— What you will do —
Please quote the material exactly, every line of it.

## START Raw data

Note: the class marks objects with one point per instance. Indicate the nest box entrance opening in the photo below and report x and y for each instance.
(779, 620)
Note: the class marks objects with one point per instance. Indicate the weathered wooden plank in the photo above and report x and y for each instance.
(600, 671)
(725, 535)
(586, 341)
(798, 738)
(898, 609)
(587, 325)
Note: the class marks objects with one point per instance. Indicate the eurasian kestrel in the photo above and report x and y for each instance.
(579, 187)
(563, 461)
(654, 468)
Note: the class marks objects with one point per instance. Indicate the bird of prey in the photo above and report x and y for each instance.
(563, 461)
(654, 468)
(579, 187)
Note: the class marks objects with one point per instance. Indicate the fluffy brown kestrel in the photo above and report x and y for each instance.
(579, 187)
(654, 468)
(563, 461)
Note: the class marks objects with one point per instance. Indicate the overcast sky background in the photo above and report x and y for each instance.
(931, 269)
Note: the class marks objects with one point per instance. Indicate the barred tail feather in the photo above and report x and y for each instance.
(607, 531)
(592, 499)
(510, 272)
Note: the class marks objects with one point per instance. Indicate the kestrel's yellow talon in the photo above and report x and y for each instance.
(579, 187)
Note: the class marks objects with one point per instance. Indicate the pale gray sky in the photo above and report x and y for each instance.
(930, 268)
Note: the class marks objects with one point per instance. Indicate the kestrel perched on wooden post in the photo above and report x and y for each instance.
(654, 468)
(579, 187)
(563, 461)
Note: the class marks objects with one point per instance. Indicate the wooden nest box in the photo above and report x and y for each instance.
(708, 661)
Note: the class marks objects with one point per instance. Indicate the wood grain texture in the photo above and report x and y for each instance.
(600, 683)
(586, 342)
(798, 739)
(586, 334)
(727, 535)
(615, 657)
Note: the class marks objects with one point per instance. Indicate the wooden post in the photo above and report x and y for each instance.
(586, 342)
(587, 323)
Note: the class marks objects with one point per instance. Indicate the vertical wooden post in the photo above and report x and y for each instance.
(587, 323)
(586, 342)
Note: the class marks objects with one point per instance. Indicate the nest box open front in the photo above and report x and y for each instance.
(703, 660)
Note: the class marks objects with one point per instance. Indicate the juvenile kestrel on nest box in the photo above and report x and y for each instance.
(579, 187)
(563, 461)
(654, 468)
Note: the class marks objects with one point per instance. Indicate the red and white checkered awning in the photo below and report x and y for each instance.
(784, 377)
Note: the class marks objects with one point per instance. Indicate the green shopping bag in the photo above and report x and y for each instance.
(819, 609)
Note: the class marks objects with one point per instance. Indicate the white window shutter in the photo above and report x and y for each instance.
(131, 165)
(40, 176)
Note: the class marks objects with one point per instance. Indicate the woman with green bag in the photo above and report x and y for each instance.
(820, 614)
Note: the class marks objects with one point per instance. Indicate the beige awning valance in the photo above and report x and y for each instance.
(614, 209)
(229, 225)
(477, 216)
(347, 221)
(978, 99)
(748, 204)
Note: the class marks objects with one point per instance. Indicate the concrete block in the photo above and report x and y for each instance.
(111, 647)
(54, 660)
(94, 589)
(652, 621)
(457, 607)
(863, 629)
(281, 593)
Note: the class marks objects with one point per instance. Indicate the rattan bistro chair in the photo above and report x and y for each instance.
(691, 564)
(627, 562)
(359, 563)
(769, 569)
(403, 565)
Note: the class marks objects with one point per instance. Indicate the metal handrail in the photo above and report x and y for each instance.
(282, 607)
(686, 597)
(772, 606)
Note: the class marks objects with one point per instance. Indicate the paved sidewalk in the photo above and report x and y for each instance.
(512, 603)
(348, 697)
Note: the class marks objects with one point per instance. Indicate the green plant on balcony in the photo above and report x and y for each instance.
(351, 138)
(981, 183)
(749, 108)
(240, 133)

## END Raw data

— Solved problem —
Note: the class marks objects with one point per instance. Indicate the nest box entrance opening in the photo below and report x and y for each instance.
(779, 620)
Note: the class marks objects with one point per instance. Indicate the weathered wooden plank in the photo above and report x and y for each instance.
(600, 671)
(725, 535)
(586, 341)
(798, 738)
(898, 609)
(587, 325)
Note: the class marks objects with one point per instance. Indicate the eurasian kestrel in the photo above and report x and y for each instance.
(579, 187)
(563, 461)
(654, 468)
Note: the class marks objects with one point per instance. Indicate the bird of prey in the photo above and report x and y for each instance.
(563, 461)
(654, 468)
(579, 187)
Note: the class marks objects with one point per instance. Indicate the fluffy brown kestrel in the photo above and report x and y for each instance.
(579, 187)
(654, 468)
(563, 461)
Note: the class marks objects with one point per instance. Indicate the overcast sky background in the photo above and report x and y for each instance.
(931, 269)
Note: the class marks objects with one point per instance. Indicate the barred tail feather in the photo above and report x and y for each instance.
(607, 531)
(592, 499)
(510, 272)
Note: the class marks objects with one point per instance. Indicate the kestrel's yellow talon in the photo above and report x and y for each instance.
(579, 187)
Note: the class marks objects with one point per instance. Indicate the pale gray sky in the photo above and report x and y for each instance.
(930, 268)
Note: the class marks objects with one point per instance. Indicate the kestrel perched on wooden post in the photo above and report x and y for each instance.
(654, 468)
(579, 187)
(563, 461)
Note: the class marks objects with one point per instance. Indicate the wooden nest box in the photo above and report x and y for each instance.
(708, 661)
Note: the class marks objects with one point per instance. Indicate the wood grain texture in the photo above and report x and y for each instance.
(600, 683)
(586, 342)
(798, 739)
(586, 334)
(727, 535)
(615, 657)
Note: the class marks objects with one point per instance. Indicate the wooden post in the photo above and report x and y for each instance.
(586, 342)
(587, 323)
Note: the class marks objects with one point per instance. Indicate the vertical wooden post in the photo above and report x and y for each instance.
(587, 323)
(586, 342)
Note: the class marks objects with one point per instance. Indicate the nest box open front in the photo above and report x and y for each instance.
(703, 660)
Note: the class marks objects with one point per instance. Indicate the juvenile kestrel on nest box in the photo above and report x and y for each instance.
(579, 187)
(563, 461)
(654, 468)
Note: the class marks objects with one point per instance. Indicate the red and white checkered awning in the photo below and report x and y for each instance.
(784, 377)
Note: the class marks objects with one point per instance. Indicate the green shopping bag in the photo above and report x and y for each instance.
(819, 609)
Note: the class marks objects with one point per instance. Indicate the white window shutter in the photo above and report x and y for each instance.
(131, 165)
(40, 176)
Note: the class marks objects with one point per instance. Indicate the woman with green bag in the photo above and report x and y for each instance.
(820, 614)
Note: the class marks objects with one point per instance. Indicate the beige awning valance in the photo above and report x and y for each instance.
(614, 209)
(229, 225)
(477, 216)
(347, 221)
(978, 99)
(748, 204)
Note: the class marks objects with one point per instance. Indicate the concrete block in the photo above and report x and y for each instance.
(111, 647)
(54, 660)
(94, 589)
(652, 621)
(457, 607)
(863, 629)
(281, 593)
Note: the class marks objects with one point per instance. Indicate the rattan bistro chair in the photo above and report x and y for each instance.
(691, 564)
(627, 562)
(359, 563)
(769, 569)
(403, 565)
Note: the class marks objects with one point per instance. Indicate the metal handrail in the photo above and report x and y for each instance.
(282, 607)
(686, 597)
(772, 606)
Note: the class marks objects with one point per instance. Indicate the paved sidewalk in the photo above and report x and y for each instance.
(512, 603)
(348, 697)
Note: the class marks objects with one point per instance. Indicate the green plant on balcony in the photo above and report x and y for each instance.
(351, 138)
(981, 183)
(749, 108)
(240, 133)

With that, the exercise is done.